— begin Records for this exercise —
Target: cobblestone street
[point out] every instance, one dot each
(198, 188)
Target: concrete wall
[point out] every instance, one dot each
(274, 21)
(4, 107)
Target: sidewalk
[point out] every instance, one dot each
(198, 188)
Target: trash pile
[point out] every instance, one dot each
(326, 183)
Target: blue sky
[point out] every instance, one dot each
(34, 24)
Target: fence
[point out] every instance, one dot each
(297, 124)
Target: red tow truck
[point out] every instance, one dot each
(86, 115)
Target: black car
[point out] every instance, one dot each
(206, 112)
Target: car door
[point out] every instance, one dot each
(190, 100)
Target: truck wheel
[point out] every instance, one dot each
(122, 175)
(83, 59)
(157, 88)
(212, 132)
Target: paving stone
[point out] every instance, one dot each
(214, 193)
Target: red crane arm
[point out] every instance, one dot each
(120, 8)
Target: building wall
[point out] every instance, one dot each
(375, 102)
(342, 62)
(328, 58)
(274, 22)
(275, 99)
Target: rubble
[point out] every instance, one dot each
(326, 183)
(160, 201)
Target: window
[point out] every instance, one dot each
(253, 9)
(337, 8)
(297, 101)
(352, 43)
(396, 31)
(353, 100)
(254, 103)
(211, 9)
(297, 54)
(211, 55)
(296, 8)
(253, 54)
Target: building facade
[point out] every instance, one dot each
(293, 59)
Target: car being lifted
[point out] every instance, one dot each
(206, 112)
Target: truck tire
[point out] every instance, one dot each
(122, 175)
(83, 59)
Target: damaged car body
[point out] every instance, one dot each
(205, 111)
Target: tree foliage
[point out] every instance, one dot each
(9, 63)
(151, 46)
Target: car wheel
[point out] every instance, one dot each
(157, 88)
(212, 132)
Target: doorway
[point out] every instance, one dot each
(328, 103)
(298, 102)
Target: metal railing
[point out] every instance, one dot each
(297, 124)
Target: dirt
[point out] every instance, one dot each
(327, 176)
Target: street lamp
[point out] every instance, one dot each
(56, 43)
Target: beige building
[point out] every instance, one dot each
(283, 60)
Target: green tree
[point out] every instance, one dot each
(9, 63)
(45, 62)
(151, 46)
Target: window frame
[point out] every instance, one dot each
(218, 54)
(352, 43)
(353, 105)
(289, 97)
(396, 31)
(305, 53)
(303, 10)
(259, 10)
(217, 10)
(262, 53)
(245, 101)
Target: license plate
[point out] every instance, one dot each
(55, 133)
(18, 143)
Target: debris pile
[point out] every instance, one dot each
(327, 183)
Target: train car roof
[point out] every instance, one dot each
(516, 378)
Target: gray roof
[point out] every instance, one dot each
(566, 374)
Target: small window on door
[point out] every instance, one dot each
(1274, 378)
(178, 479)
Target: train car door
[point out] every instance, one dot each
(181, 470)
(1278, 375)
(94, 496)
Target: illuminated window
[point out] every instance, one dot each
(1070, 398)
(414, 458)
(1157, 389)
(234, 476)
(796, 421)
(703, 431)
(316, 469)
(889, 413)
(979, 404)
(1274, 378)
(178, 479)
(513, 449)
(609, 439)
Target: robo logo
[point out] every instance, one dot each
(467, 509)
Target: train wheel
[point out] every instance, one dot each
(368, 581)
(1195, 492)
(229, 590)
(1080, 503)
— end Records for this exercise —
Exercise goal
Format every line of the data above as a JSON list of strings, one string per line, with blank lines omitted.

Task solution
[
  "Target: cobblestone street",
  "[point out] every instance, one dot each",
  "(198, 188)",
  "Target: concrete wall",
  "[point out] every instance, one dot each",
  "(274, 21)",
  "(4, 107)",
  "Target: sidewalk",
  "[point out] every instance, one dot each",
  "(198, 188)",
  "Target: trash pile",
  "[point out] every instance, one dot each",
  "(326, 183)",
  "Target: blue sky",
  "[point out] every instance, one dot each",
  "(34, 24)",
  "Target: fence",
  "[point out] every instance, one dot each",
  "(297, 124)",
  "Target: red tow truck",
  "[point out] every instance, one dot each",
  "(86, 115)",
  "Target: black car",
  "[point out] every instance, one dot each",
  "(206, 112)",
  "Target: car door",
  "[point out] every instance, one dot each",
  "(190, 100)",
  "Target: truck wheel",
  "[point out] every instance, one dot each",
  "(122, 175)",
  "(83, 59)",
  "(157, 88)",
  "(212, 132)",
  "Target: paving stone",
  "[point out] every instance, one dot each",
  "(214, 193)",
  "Target: red crane arm",
  "[point out] every instance, one dot each",
  "(120, 8)",
  "Target: building wall",
  "[point out] every instance, one dot each",
  "(375, 102)",
  "(342, 62)",
  "(328, 58)",
  "(274, 22)",
  "(275, 99)",
  "Target: rubble",
  "[point out] every instance, one dot each",
  "(326, 183)",
  "(160, 201)",
  "Target: window",
  "[point out] every instance, one dot each",
  "(253, 9)",
  "(337, 8)",
  "(297, 101)",
  "(352, 43)",
  "(396, 31)",
  "(353, 100)",
  "(254, 103)",
  "(211, 9)",
  "(297, 54)",
  "(211, 55)",
  "(296, 8)",
  "(253, 54)",
  "Target: building facade",
  "[point out] every instance, one dot each",
  "(293, 59)",
  "Target: car being lifted",
  "[point out] every instance, one dot each",
  "(206, 112)",
  "Target: truck tire",
  "[point out] every instance, one dot each",
  "(122, 175)",
  "(83, 59)",
  "Target: damaged car body",
  "[point out] every instance, one dot each",
  "(205, 111)",
  "Target: tree foliage",
  "[point out] every instance, one dot each",
  "(9, 63)",
  "(151, 46)",
  "Target: car wheel",
  "[point out] every instance, one dot each",
  "(157, 88)",
  "(212, 132)",
  "Target: doorway",
  "[point out] every instance, one dot each",
  "(328, 103)",
  "(298, 102)",
  "Target: metal railing",
  "[point out] every instance, one dot each",
  "(297, 124)",
  "Target: dirt",
  "[point out] every instance, one dot each",
  "(327, 176)",
  "Target: street lamp",
  "[point out] every instance, one dot each",
  "(56, 43)",
  "Target: beige building",
  "[point out] every instance, one dot each",
  "(283, 60)",
  "Target: green tree",
  "[point out] every instance, one dot each",
  "(9, 63)",
  "(45, 62)",
  "(151, 46)",
  "Target: window frame",
  "[point out] every instance, one dot each",
  "(218, 54)",
  "(352, 43)",
  "(353, 105)",
  "(289, 97)",
  "(396, 31)",
  "(305, 53)",
  "(303, 10)",
  "(259, 10)",
  "(217, 10)",
  "(262, 53)",
  "(245, 101)",
  "Target: license plate",
  "[point out] every instance, one dot each",
  "(55, 133)",
  "(18, 143)",
  "Target: debris pile",
  "[point out] every instance, one dot each",
  "(327, 183)",
  "Target: train car roof",
  "[point out] every instance, one dot each",
  "(516, 378)",
  "Target: gray roof",
  "[point out] every instance, one dot each",
  "(566, 374)",
  "Target: small window on door",
  "[point out] every instance, one dot each",
  "(1274, 378)",
  "(178, 479)",
  "Target: train car door",
  "[point out] every instance, one dot each",
  "(181, 470)",
  "(1278, 375)",
  "(94, 496)",
  "Target: illuminated window",
  "[point out] every instance, one dot each",
  "(1070, 398)",
  "(414, 458)",
  "(1157, 389)",
  "(234, 476)",
  "(796, 421)",
  "(703, 431)",
  "(316, 469)",
  "(889, 413)",
  "(979, 404)",
  "(1274, 378)",
  "(178, 479)",
  "(513, 449)",
  "(609, 439)",
  "Target: robo logo",
  "[point out] every instance, one dot each",
  "(467, 509)",
  "Target: train wheel",
  "[point out] every instance, one dot each",
  "(368, 581)",
  "(1195, 492)",
  "(229, 590)",
  "(1080, 503)"
]